[Start of Attachment]

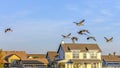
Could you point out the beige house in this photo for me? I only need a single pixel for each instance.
(78, 56)
(50, 56)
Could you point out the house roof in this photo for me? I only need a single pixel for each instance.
(86, 60)
(111, 58)
(6, 54)
(82, 47)
(51, 54)
(7, 57)
(37, 55)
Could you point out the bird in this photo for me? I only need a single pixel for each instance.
(74, 39)
(8, 30)
(91, 37)
(83, 32)
(108, 39)
(79, 23)
(66, 36)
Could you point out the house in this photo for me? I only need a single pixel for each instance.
(28, 64)
(111, 61)
(78, 56)
(19, 59)
(50, 57)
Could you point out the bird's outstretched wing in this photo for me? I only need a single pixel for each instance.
(8, 30)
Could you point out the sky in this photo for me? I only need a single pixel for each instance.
(38, 24)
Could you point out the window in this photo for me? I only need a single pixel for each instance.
(93, 55)
(84, 55)
(93, 65)
(76, 54)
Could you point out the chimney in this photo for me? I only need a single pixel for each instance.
(62, 42)
(114, 53)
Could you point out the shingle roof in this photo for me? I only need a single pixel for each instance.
(82, 47)
(111, 58)
(37, 55)
(21, 54)
(52, 55)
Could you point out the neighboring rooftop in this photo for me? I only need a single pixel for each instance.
(51, 54)
(82, 47)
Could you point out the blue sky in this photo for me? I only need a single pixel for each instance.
(38, 24)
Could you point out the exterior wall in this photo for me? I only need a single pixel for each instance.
(13, 57)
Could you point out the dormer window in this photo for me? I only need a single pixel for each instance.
(93, 55)
(76, 54)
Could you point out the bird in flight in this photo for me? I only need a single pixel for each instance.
(91, 37)
(8, 30)
(74, 39)
(66, 36)
(79, 23)
(83, 32)
(108, 39)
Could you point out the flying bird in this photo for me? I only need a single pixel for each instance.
(8, 30)
(108, 39)
(74, 39)
(66, 36)
(79, 23)
(91, 37)
(83, 32)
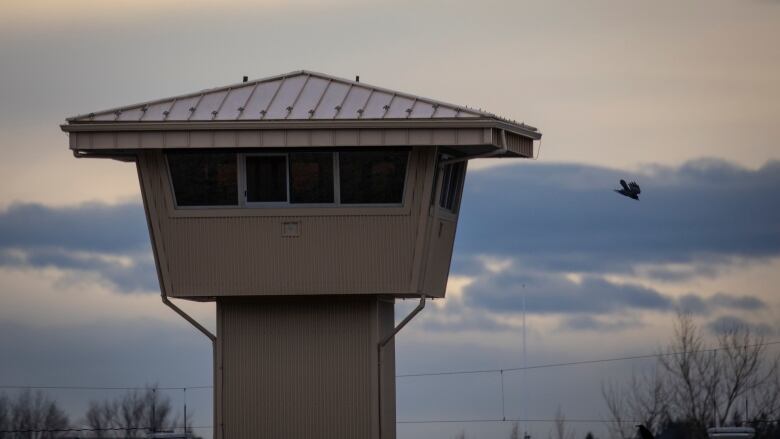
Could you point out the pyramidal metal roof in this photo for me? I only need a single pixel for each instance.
(295, 96)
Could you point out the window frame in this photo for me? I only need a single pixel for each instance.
(246, 208)
(172, 191)
(457, 191)
(243, 201)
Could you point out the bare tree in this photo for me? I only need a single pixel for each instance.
(559, 423)
(31, 416)
(698, 387)
(131, 415)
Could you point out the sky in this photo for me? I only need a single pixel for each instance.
(682, 96)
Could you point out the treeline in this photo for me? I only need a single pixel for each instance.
(696, 386)
(134, 414)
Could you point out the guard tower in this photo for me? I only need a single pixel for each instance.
(304, 205)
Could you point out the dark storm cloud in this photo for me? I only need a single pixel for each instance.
(729, 323)
(566, 217)
(590, 323)
(88, 227)
(548, 218)
(552, 293)
(110, 241)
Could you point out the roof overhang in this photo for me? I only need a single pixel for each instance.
(299, 109)
(519, 129)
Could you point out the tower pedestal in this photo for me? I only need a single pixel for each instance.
(305, 367)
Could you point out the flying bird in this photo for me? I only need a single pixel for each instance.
(644, 433)
(631, 190)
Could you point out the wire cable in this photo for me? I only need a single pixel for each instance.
(577, 363)
(424, 374)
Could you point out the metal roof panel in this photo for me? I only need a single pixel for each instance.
(335, 95)
(234, 102)
(309, 98)
(258, 103)
(355, 100)
(282, 104)
(208, 107)
(300, 95)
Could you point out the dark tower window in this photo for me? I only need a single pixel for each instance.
(266, 178)
(204, 178)
(452, 177)
(372, 177)
(311, 177)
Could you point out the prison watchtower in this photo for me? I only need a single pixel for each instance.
(303, 205)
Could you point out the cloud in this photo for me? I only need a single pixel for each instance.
(552, 293)
(590, 323)
(110, 242)
(729, 323)
(697, 305)
(565, 218)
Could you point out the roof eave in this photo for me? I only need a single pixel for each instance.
(319, 124)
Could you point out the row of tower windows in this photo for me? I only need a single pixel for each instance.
(310, 178)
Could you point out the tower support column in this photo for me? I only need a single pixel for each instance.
(305, 367)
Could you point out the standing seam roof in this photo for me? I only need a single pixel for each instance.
(300, 95)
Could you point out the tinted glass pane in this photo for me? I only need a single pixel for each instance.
(372, 176)
(266, 179)
(311, 177)
(452, 182)
(204, 179)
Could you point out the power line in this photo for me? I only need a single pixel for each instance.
(453, 421)
(18, 387)
(424, 374)
(81, 430)
(578, 363)
(609, 421)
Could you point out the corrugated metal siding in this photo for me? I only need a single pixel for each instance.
(437, 269)
(520, 145)
(282, 138)
(222, 255)
(248, 255)
(300, 367)
(298, 95)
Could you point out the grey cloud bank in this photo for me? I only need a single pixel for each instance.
(565, 218)
(555, 219)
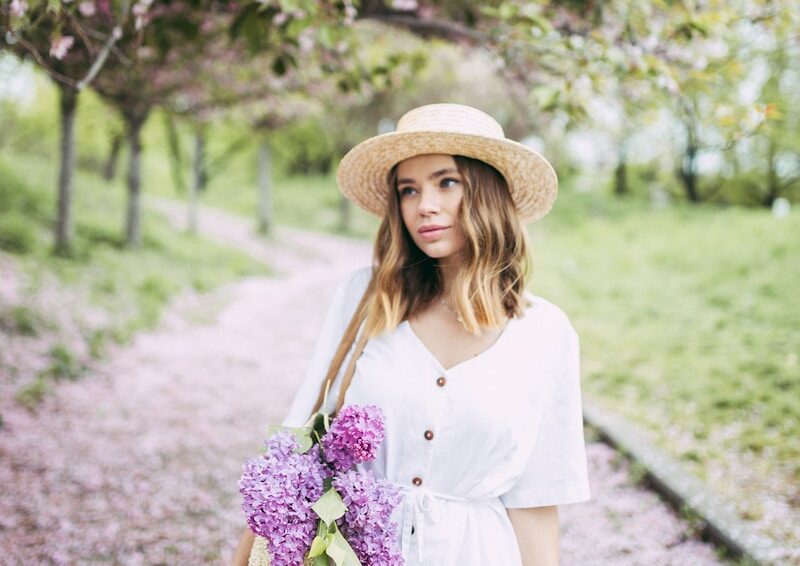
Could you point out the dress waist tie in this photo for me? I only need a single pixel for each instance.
(421, 501)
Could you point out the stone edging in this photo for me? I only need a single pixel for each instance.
(682, 490)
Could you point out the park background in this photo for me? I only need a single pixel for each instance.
(673, 245)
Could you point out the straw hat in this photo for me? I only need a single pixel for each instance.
(453, 129)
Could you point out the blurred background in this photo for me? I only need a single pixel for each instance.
(674, 245)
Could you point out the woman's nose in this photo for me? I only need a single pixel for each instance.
(429, 201)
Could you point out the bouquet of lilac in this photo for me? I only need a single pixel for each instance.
(305, 497)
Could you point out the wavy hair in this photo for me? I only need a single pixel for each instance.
(490, 283)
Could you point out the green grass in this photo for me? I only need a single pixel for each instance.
(689, 320)
(129, 286)
(689, 316)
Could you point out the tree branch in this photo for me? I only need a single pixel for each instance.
(424, 28)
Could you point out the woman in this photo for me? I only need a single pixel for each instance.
(478, 378)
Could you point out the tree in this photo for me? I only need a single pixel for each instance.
(47, 32)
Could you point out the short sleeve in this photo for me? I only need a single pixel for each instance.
(556, 473)
(345, 300)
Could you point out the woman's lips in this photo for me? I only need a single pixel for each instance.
(433, 234)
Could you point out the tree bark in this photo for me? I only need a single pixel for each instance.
(68, 103)
(110, 167)
(621, 172)
(688, 171)
(197, 179)
(264, 188)
(175, 157)
(773, 186)
(134, 120)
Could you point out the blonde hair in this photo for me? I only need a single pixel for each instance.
(490, 284)
(488, 288)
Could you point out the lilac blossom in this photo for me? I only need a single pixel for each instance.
(87, 8)
(60, 46)
(279, 488)
(367, 523)
(354, 436)
(18, 8)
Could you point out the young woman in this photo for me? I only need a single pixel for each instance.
(477, 377)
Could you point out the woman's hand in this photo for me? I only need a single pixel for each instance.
(242, 554)
(537, 533)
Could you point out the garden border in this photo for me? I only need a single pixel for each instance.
(682, 490)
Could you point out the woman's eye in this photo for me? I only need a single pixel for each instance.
(406, 191)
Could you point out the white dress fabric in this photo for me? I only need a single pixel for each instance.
(500, 430)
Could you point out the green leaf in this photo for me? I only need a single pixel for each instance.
(341, 552)
(330, 506)
(303, 438)
(318, 546)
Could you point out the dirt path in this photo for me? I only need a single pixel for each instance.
(138, 464)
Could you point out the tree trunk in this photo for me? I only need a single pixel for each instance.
(773, 186)
(110, 167)
(197, 179)
(175, 157)
(688, 171)
(135, 121)
(68, 104)
(621, 172)
(264, 188)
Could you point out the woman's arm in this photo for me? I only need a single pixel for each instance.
(242, 554)
(537, 534)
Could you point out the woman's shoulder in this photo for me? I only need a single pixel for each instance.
(541, 313)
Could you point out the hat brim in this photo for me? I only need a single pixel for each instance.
(363, 172)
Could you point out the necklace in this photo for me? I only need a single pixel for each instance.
(448, 307)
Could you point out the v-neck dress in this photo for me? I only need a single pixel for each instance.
(500, 430)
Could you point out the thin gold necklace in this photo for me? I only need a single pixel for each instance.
(448, 307)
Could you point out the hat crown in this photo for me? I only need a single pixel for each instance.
(456, 118)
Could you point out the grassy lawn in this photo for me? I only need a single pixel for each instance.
(124, 290)
(689, 317)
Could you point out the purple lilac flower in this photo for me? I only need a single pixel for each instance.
(367, 524)
(279, 488)
(354, 436)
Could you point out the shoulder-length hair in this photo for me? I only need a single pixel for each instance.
(490, 285)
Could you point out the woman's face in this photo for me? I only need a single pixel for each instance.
(430, 190)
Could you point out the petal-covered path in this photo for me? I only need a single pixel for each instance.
(138, 463)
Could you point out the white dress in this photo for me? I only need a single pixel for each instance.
(500, 430)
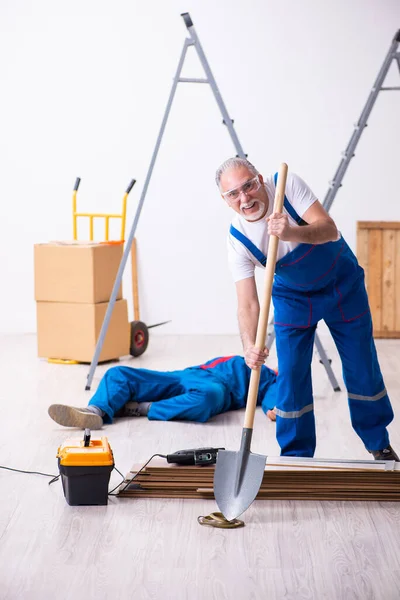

[End of Attachment]

What needs to be done >> Keep out the pictures, and copy exactly the lines from the one that contains "Could you point out the white dress in" through the final line of the records above, both ends included.

Worked solution >>
Could you point out the white dress in this photo for me? I only need a single pixel for each instance.
(500, 430)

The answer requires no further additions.